[Object pointing dataset entries]
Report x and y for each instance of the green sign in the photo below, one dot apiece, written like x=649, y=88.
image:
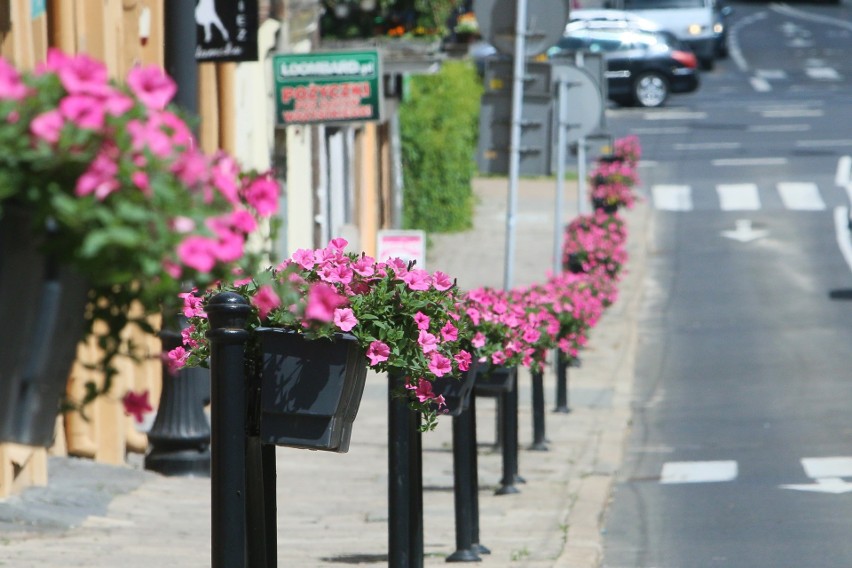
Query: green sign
x=339, y=87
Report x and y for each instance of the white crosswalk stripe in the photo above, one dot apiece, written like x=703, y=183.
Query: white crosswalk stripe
x=794, y=196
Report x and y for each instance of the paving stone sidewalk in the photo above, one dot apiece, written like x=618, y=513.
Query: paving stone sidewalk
x=332, y=508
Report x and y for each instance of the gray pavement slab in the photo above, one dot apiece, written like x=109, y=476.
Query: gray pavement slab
x=332, y=508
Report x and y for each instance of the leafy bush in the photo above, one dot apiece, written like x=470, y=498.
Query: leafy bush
x=439, y=128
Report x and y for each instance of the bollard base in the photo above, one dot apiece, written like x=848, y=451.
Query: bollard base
x=190, y=462
x=480, y=549
x=464, y=555
x=507, y=490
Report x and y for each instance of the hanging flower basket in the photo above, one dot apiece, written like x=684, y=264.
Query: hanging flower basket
x=310, y=389
x=41, y=306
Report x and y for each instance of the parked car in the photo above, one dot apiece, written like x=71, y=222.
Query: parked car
x=642, y=67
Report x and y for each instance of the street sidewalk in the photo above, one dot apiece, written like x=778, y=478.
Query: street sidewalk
x=332, y=508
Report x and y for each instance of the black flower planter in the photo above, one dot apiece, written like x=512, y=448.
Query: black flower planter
x=310, y=389
x=491, y=381
x=42, y=306
x=456, y=390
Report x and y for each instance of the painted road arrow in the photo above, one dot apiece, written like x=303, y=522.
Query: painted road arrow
x=744, y=232
x=823, y=485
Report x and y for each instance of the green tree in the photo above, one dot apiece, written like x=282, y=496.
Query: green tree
x=439, y=127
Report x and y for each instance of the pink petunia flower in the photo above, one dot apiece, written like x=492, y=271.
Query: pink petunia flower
x=427, y=341
x=439, y=364
x=377, y=352
x=265, y=300
x=422, y=320
x=345, y=319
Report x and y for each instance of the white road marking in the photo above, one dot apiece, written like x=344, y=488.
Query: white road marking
x=738, y=196
x=749, y=162
x=708, y=146
x=672, y=197
x=779, y=128
x=760, y=84
x=675, y=115
x=823, y=143
x=698, y=472
x=791, y=113
x=823, y=73
x=801, y=196
x=841, y=231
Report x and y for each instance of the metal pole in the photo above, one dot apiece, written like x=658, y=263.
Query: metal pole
x=510, y=440
x=538, y=412
x=228, y=313
x=463, y=446
x=515, y=138
x=561, y=385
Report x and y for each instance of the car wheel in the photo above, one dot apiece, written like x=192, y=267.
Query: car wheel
x=650, y=90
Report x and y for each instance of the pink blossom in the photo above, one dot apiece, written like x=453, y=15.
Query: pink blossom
x=364, y=266
x=47, y=126
x=137, y=405
x=11, y=86
x=427, y=341
x=99, y=178
x=265, y=300
x=322, y=300
x=198, y=253
x=463, y=359
x=153, y=87
x=377, y=352
x=439, y=364
x=262, y=194
x=83, y=75
x=345, y=319
x=304, y=258
x=418, y=280
x=422, y=320
x=478, y=340
x=442, y=281
x=83, y=110
x=449, y=332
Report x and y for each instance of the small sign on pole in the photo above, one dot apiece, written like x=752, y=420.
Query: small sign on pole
x=327, y=87
x=226, y=30
x=407, y=245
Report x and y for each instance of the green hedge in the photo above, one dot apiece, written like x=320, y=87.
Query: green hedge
x=439, y=127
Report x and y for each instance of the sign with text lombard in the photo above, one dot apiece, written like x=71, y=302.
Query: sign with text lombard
x=327, y=87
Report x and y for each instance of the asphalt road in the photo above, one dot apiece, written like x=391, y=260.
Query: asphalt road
x=741, y=449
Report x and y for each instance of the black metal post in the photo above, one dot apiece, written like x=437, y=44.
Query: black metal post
x=474, y=480
x=509, y=424
x=228, y=313
x=405, y=481
x=179, y=51
x=463, y=446
x=179, y=439
x=539, y=443
x=561, y=385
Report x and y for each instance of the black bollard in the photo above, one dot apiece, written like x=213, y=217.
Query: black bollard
x=228, y=313
x=539, y=443
x=510, y=439
x=561, y=385
x=463, y=446
x=405, y=481
x=179, y=439
x=474, y=480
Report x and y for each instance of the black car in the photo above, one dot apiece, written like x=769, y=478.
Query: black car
x=643, y=67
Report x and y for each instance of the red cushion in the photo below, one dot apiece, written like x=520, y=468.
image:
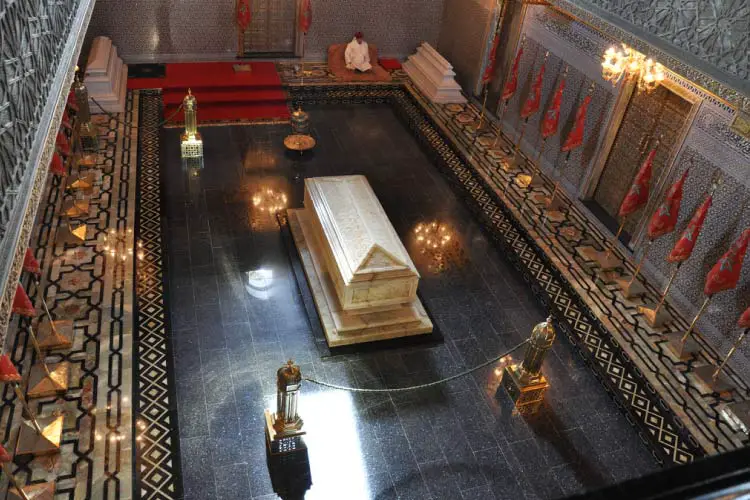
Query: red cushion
x=390, y=64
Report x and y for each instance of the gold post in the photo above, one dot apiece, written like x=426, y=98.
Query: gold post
x=49, y=316
x=517, y=148
x=666, y=289
x=484, y=105
x=500, y=126
x=538, y=159
x=695, y=320
x=640, y=263
x=25, y=404
x=38, y=350
x=730, y=353
x=616, y=238
x=12, y=480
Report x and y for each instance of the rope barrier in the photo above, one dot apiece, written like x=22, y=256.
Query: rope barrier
x=115, y=118
x=420, y=386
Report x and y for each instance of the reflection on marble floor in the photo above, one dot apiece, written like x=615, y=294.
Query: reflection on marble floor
x=237, y=315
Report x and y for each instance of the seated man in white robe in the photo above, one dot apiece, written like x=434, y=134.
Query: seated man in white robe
x=357, y=54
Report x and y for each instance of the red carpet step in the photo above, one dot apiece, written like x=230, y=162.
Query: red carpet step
x=222, y=93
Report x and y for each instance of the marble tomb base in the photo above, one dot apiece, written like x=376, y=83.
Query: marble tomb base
x=354, y=231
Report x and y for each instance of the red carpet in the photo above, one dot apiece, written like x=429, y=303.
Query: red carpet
x=222, y=93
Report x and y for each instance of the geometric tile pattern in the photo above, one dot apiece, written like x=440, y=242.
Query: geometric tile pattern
x=669, y=381
x=157, y=458
x=621, y=378
x=84, y=284
x=656, y=391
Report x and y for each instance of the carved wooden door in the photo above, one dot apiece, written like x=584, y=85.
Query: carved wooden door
x=273, y=29
x=661, y=113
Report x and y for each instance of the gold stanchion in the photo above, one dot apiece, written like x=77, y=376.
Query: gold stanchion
x=709, y=375
x=75, y=208
x=37, y=435
x=629, y=285
x=683, y=346
x=656, y=317
x=604, y=259
x=479, y=124
x=44, y=381
x=55, y=334
x=73, y=235
x=524, y=381
x=37, y=491
x=526, y=181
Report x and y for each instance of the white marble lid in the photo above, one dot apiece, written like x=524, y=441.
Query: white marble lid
x=362, y=239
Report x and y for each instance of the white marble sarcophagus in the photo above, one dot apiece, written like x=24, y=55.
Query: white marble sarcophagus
x=434, y=75
x=361, y=277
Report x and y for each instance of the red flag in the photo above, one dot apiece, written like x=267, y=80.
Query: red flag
x=744, y=321
x=56, y=166
x=4, y=456
x=532, y=103
x=684, y=246
x=575, y=137
x=510, y=85
x=22, y=304
x=305, y=16
x=62, y=143
x=549, y=124
x=726, y=272
x=72, y=103
x=664, y=219
x=638, y=194
x=490, y=69
x=244, y=14
x=8, y=371
x=30, y=264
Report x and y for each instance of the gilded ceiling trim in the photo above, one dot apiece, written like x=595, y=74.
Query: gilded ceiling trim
x=730, y=95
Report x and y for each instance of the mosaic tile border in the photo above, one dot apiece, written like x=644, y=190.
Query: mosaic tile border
x=81, y=283
x=157, y=458
x=670, y=441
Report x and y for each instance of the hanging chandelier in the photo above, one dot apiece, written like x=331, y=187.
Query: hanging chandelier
x=628, y=63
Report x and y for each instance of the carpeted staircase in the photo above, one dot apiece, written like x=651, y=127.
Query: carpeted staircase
x=222, y=93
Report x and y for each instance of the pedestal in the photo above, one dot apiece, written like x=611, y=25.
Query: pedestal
x=434, y=76
x=41, y=385
x=106, y=77
x=683, y=351
x=41, y=491
x=527, y=397
x=630, y=288
x=721, y=385
x=599, y=258
x=47, y=443
x=655, y=319
x=280, y=443
x=58, y=338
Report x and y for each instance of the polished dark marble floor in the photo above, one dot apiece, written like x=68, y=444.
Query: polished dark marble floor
x=237, y=314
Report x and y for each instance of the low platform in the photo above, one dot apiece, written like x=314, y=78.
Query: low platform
x=342, y=327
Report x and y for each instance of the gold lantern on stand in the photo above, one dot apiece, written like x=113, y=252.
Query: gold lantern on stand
x=191, y=143
x=524, y=381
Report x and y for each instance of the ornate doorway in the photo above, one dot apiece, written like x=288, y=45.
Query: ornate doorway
x=664, y=113
x=273, y=29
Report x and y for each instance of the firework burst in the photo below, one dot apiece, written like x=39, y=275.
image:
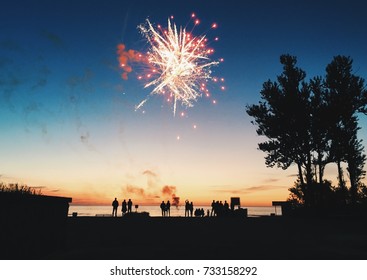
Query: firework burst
x=179, y=63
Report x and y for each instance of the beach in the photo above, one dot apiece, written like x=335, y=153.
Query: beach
x=263, y=238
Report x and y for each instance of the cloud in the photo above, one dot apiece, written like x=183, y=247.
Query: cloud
x=246, y=190
x=136, y=192
x=152, y=178
x=149, y=173
x=170, y=192
x=53, y=38
x=10, y=45
x=126, y=58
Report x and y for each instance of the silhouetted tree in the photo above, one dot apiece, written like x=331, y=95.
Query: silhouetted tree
x=311, y=125
x=346, y=97
x=283, y=116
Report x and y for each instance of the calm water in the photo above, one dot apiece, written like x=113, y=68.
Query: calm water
x=155, y=211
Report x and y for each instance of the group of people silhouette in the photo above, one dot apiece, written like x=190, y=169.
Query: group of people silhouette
x=166, y=209
x=189, y=208
x=219, y=208
x=126, y=207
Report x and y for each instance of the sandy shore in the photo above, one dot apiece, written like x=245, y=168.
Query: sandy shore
x=214, y=238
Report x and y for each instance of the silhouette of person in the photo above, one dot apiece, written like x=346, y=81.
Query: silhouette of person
x=213, y=208
x=124, y=207
x=187, y=208
x=115, y=205
x=163, y=208
x=191, y=208
x=168, y=208
x=129, y=206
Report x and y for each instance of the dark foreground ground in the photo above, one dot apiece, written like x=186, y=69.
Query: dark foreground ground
x=214, y=238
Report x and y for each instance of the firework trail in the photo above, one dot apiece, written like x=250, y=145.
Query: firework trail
x=179, y=63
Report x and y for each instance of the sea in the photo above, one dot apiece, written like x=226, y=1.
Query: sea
x=155, y=211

§ **What to do**
Arrange the lines from the start of the entries up to and including the line with "x=439, y=128" as a Markdown table with the columns "No." and "Line", skipping blank lines. Leave the pictures out.

§ **Correct response**
| No. | Line |
|---|---|
| 1 | Report x and y for each instance of the green sign in the photo below, one dot apiece, written like x=649, y=88. |
| 2 | image: |
| 3 | Query: green sign |
| 4 | x=339, y=87 |
| 5 | Report x and y for each instance of the white crosswalk stripe in the photo above, one dot apiece, written like x=703, y=183. |
| 6 | Query: white crosswalk stripe |
| 7 | x=794, y=196 |
| 8 | Report x and y for each instance of the paving stone sidewalk in the photo above, one dot apiece, written like x=618, y=513. |
| 9 | Query: paving stone sidewalk |
| 10 | x=332, y=508 |
| 11 | Report x and y for each instance of the gray pavement slab in the photo above, one dot apiece, written like x=109, y=476. |
| 12 | Query: gray pavement slab |
| 13 | x=332, y=508 |
| 14 | Report x and y for each instance of the leafy bush in the photo above, one dot apiece, written like x=470, y=498. |
| 15 | Query: leafy bush |
| 16 | x=439, y=128 |